Rewrite the lines below, renaming "flower bed" to "garden bed" at every occurrence and leaving everything else unchanged.

**** RECORDS FOR THE TASK

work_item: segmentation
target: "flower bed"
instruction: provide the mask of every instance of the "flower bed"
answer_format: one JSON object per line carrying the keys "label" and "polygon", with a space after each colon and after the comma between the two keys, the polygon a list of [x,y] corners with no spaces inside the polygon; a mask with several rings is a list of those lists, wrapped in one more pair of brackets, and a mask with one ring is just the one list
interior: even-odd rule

********

EXERCISE RESULT:
work_item: segmentation
target: "garden bed"
instruction: provide the mask of every instance of the "garden bed"
answer_format: one JSON object per line carrying the keys "label" and "polygon", with a space after each colon and after the comma between the two keys, the polygon a list of [x,y] corners with no spaces inside the polygon; a mask with several rings is a list of those lists, wrapped in one more pair of brackets, and a mask with one ring is just the one list
interior: even-odd rule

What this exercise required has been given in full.